#### Tâche à réaliser 1
Recopiez mot pour mot le passage de l'extrait du jugement qui commence par les mots contenant « [1]               L’appelant, Steven » et se termine par « fixés à 250 $. ».
#### Tâche à réaliser 2
Reprenez l'extrait du jugement à la suite de sa dernière phrase et poursuivez-en la rédaction.

#### Extrait à examiner
● ● ●
COMMISSARIAT À LA PROTECTION DE LA VIE PRIVÉE DU CANADA

intimé

Audience tenue à Toronto (Ontario), le 8 septembre 2015

Jugement rendu à Ottawa (Ontario), le 17 septembre 2015

MOTIFS DU JUGEMENT :

LA JUGE GLEASON

Y ONT SOUSCRIT :

LE JUGE STRATAS

LE JUGE RENNIE

 


Date : 20150917


Dossier : A‑356‑14

Référence : 2015 CAF 198

CORAM :

LE JUGE STRATAS

LE JUGE RENNIE

LA JUGE GLEASON

 

ENTRE :

STEVEN LOVE

appelant

et

COMMISSARIAT À LA PROTECTION DE LA VIE PRIVÉE DU CANADA

intimé

MOTIFS DU JUGEMENT

LA JUGE GLEASON

[1]               L’appelant, Steven Love, demande que soit infirmé le jugement de la Cour fédérale du 2 juillet 2014 (rendu par le juge Russell), dans lequel la Cour fédérale a rejeté la demande de contrôle judiciaire que M. Love a présentée à l’encontre de la décision rendue le 21 août 2013 par la Commission canadienne des droits de la personne [la Commission ou la CCDP]. La Commission a exercé son pouvoir discrétionnaire aux termes de l’alinéa 41(1)d) de la Loi canadienne sur les droits de la personne L.R.C., 1985, ch. H‑6 [LCDP], et a rejeté la plainte relative aux droits de la personne de M. Love au motif qu’elle était frivole, car ce dernier n’a pas démontré un fondement raisonnable pour ses allégations de discrimination.

[2]               Pour les motifs suivants, je rejetterais le présent appel avec dépens fixés à 250 $.
● ● ●
#### Entrées fournies
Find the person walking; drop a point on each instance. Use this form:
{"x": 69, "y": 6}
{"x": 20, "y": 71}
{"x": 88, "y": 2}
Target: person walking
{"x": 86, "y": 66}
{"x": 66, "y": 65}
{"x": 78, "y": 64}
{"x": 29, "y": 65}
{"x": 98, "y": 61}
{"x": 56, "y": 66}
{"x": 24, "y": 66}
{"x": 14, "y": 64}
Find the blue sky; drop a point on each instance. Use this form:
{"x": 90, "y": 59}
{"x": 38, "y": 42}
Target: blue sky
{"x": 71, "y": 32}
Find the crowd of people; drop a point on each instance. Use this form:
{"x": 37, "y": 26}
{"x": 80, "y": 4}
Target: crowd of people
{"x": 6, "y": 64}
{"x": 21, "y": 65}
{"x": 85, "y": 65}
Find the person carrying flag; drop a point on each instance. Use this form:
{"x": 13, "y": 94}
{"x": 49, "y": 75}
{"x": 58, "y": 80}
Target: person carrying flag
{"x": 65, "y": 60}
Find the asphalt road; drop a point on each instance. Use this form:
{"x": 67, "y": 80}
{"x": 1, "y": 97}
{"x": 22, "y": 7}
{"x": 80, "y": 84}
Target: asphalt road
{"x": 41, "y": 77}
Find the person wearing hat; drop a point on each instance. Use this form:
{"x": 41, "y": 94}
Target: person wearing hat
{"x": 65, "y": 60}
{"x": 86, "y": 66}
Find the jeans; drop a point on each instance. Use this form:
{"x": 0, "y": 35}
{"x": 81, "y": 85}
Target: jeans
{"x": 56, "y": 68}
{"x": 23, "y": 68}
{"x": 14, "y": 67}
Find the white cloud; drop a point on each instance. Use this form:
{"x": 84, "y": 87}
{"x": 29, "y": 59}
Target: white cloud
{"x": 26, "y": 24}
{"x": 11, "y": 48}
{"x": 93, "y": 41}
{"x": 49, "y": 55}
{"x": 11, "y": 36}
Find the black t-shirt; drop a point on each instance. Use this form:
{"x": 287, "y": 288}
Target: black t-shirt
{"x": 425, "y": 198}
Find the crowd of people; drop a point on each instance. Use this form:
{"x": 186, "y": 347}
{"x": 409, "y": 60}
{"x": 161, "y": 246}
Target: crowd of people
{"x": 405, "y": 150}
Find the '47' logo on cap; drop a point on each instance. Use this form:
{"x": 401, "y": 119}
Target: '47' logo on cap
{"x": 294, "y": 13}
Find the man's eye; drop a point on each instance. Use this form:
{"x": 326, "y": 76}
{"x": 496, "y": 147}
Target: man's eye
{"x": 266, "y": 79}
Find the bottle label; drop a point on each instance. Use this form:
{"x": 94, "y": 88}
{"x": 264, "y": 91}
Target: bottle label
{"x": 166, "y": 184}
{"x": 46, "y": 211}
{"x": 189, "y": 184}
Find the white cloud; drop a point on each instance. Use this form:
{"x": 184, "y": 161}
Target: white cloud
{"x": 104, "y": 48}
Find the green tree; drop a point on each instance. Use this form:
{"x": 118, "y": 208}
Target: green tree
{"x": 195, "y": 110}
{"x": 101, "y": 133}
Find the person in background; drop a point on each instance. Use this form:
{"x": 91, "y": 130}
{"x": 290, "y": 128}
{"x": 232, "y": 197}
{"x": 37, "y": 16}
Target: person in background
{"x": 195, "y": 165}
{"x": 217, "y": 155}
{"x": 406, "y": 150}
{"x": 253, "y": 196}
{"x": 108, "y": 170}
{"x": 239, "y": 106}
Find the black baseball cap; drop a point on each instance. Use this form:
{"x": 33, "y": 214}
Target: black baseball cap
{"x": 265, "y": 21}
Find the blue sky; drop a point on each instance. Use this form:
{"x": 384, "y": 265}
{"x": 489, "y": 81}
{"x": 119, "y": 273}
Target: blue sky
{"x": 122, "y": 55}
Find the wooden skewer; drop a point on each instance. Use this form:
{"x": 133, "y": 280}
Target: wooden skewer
● ● ●
#### Réponse 1
[1]               L’appelant, Steven Love, demande que soit infirmé le jugement de la Cour fédérale du 2 juillet 2014 (rendu par le juge Russell), dans lequel la Cour fédérale a rejeté la demande de contrôle judiciaire que M. Love a présentée à l’encontre de la décision rendue le 21 août 2013 par la Commission canadienne des droits de la personne [la Commission ou la CCDP]. La Commission a exercé son pouvoir discrétionnaire aux termes de l’alinéa 41(1)d) de la Loi canadienne sur les droits de la personne L.R.C., 1985, ch. H‑6 [LCDP], et a rejeté la plainte relative aux droits de la personne de M. Love au motif qu’elle était frivole, car ce dernier n’a pas démontré un fondement raisonnable pour ses allégations de discrimination.

[2]               Pour les motifs suivants, je rejetterais le présent appel avec dépens fixés à 250 $.

#### Réponse 2
I.                   Contexte

[3]               La plainte que M. Love a déposée à la Commission concernait ses communications avec le Commissariat à la protection de la vie privée du Canada [CPVP]. M. Love a déposé de nombreuses plaintes au CPVP aux termes de la Loi sur la protection des renseignements personnels, L.R.C. 1985, ch. P‑21, qui étaient toutes liées à ses interactions avec Citoyenneté et Immigration Canada [CIC]. Ces interactions ont eu lieu dans le cadre d’une demande de parrainage d’un partenaire conjugal dans laquelle M. Love a tenté de parrainer son conjoint de fait pour qu’il immigre au Canada en tant que résident permanent. Dans sa plainte déposée à la Commission, M. Love a allégué que le CPVP ne s’est pas prononcé sur certaines de ses plaintes et qu’il a fait preuve de discrimination en raison de son orientation sexuelle et de sa déficience.

[4]               M. Love n’a pas fourni de détails concernant les actes discriminatoires allégués dans sa plainte en matière de droits de la personne, à l’exception d’un commentaire désobligeant qu’aurait fait un enquêteur du CPVP à qui la plainte avait initialement été assignée. M. Love allègue que cette personne avait désigné le partenaire de même sexe de M. Love comme son « je‑ne‑sais‑trop‑quoi ». (Le dossier de M. Love a été transféré à d’autres employés du CPVP aux fins d’enquête après que M. Love se fut plaint de ce commentaire désobligeant.)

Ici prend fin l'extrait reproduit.